* Data supplied:
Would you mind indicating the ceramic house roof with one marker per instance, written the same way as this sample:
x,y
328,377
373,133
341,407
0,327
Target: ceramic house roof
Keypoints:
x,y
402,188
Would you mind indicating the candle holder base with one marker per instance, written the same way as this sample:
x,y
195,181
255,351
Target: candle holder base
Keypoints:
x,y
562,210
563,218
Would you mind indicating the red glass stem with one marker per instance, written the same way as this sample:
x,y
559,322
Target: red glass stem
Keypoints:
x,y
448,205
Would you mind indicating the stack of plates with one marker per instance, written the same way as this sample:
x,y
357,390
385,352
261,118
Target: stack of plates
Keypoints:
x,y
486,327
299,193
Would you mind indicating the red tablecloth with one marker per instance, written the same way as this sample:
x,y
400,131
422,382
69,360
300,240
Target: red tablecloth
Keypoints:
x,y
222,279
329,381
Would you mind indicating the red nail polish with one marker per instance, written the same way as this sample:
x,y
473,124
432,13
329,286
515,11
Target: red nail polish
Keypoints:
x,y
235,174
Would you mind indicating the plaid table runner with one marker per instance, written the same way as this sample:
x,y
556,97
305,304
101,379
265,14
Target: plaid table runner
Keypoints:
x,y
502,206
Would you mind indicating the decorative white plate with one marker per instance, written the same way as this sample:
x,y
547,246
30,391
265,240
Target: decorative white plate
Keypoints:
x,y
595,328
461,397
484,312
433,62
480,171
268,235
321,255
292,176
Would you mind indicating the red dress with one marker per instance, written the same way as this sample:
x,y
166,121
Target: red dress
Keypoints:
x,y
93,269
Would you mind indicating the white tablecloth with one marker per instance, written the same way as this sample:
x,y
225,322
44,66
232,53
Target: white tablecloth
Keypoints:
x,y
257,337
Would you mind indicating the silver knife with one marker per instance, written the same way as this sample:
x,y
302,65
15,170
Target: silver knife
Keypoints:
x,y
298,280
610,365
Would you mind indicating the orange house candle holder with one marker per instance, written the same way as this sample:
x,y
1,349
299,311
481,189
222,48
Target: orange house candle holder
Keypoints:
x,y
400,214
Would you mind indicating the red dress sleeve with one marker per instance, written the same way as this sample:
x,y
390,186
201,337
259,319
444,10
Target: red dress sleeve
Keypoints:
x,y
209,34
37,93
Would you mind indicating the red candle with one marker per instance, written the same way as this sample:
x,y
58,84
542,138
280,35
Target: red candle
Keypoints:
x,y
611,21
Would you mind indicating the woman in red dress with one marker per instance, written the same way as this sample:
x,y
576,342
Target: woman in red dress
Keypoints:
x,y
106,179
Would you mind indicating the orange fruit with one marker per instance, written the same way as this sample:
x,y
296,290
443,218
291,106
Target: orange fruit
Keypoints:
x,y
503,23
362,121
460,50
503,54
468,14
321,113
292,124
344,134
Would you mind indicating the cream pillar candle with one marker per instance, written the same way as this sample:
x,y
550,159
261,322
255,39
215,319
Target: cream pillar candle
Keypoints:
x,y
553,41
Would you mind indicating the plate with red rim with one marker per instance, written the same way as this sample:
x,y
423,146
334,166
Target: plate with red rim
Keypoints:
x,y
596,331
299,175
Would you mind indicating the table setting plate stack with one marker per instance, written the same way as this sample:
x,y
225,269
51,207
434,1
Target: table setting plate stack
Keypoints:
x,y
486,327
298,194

* The exercise: Rewrite every one of the entries above, replacing "Keypoints" with "Coordinates" wherever it occurs and keeping everything else the same.

* Response:
Would you mind indicating the ceramic house roof with one marker per instance, written the same way as this sample:
x,y
328,377
373,133
341,407
0,327
Target: ceramic house roof
Coordinates:
x,y
402,188
Would you mind indicating the candle holder base with one marker per instance, written the same way as this sample:
x,y
195,181
255,351
Target: candle holder base
Coordinates:
x,y
562,210
563,218
Would you mind indicating the red glass stem with one marker per instance, written the same way as this sample:
x,y
559,322
Target: red glass stem
Coordinates:
x,y
448,205
Would you mind indicating the stack of plates with one marker per instance, written the same way as this sample:
x,y
357,390
385,352
261,118
Target: stack of plates
Coordinates:
x,y
486,327
299,193
Would you mind indicating the red tablecloth with one marker per instance, written the same way as this sample:
x,y
400,131
422,382
69,360
300,240
Target: red tablecloth
Coordinates:
x,y
222,279
329,381
Would you mind indicating the red nail polish with one marker per instance, written the same way as this sample:
x,y
473,124
432,13
329,286
515,11
Target: red nail polish
Coordinates:
x,y
235,174
Would you mind indicating the plaid table runner with one marker per instance, written the same way as this sample:
x,y
556,97
305,304
101,379
265,14
Target: plaid table runner
Coordinates:
x,y
502,206
Would you mind indicating the decorative white plate with one marker per instance, written the same way as this sample:
x,y
547,246
30,391
265,240
Target: decorative white plate
Coordinates:
x,y
595,328
461,397
484,312
433,62
480,171
268,235
321,255
292,176
Would you mind indicating the red dress with one marker per instance, written the same way as this sample:
x,y
166,121
Target: red dress
Coordinates:
x,y
93,269
Would you mind indicating the white tablecloth with one marker per instance, written the same way as this sample:
x,y
225,322
44,66
232,53
Target: white tablecloth
Coordinates:
x,y
257,337
Would you mind indicating the silver knife with one marker per instance, written the same way as this sample:
x,y
302,65
15,170
Target: silver knife
Coordinates:
x,y
298,280
610,365
Would you mind indicating the orange house candle holder with one marker per instance, written the same way as this sample:
x,y
1,349
299,311
481,189
222,48
Target: orange house candle holder
Coordinates:
x,y
400,214
Would you mind indicating the red dress sleeve with one marker per instance, written the same way as this sample:
x,y
390,186
201,337
259,319
444,10
Target: red dress sleeve
Coordinates:
x,y
209,34
37,93
Would you mind indicating the red candle with one marker per instance, written the same way as this sample:
x,y
58,84
542,138
280,35
Target: red candle
Coordinates:
x,y
611,21
Would you mind indicating the woman in red dress with one marker per instance, written the same way as this sample:
x,y
576,342
Target: woman in red dress
Coordinates:
x,y
106,179
Would you mind indicating the orange fruit with one marker per instance, written the same way as this sample:
x,y
296,290
443,218
291,106
Target: orange fruit
Coordinates:
x,y
503,23
362,121
460,50
503,54
468,14
321,113
292,124
344,134
Would you mind indicating the cream pillar candle with one marker per instance, written the same way as this sample:
x,y
550,159
261,322
255,39
215,319
Target: cream pillar candle
Coordinates:
x,y
553,41
Would you mind indicating the plate with red rim with one marker per instance, written the same way as this sample:
x,y
423,146
334,166
Target: plate with red rim
Coordinates:
x,y
596,331
299,175
Would you mind indicating the table setting plate stack with one marker per instance, written the same way as this sample:
x,y
225,269
51,207
434,1
Target: table setting plate stack
Coordinates:
x,y
486,327
298,194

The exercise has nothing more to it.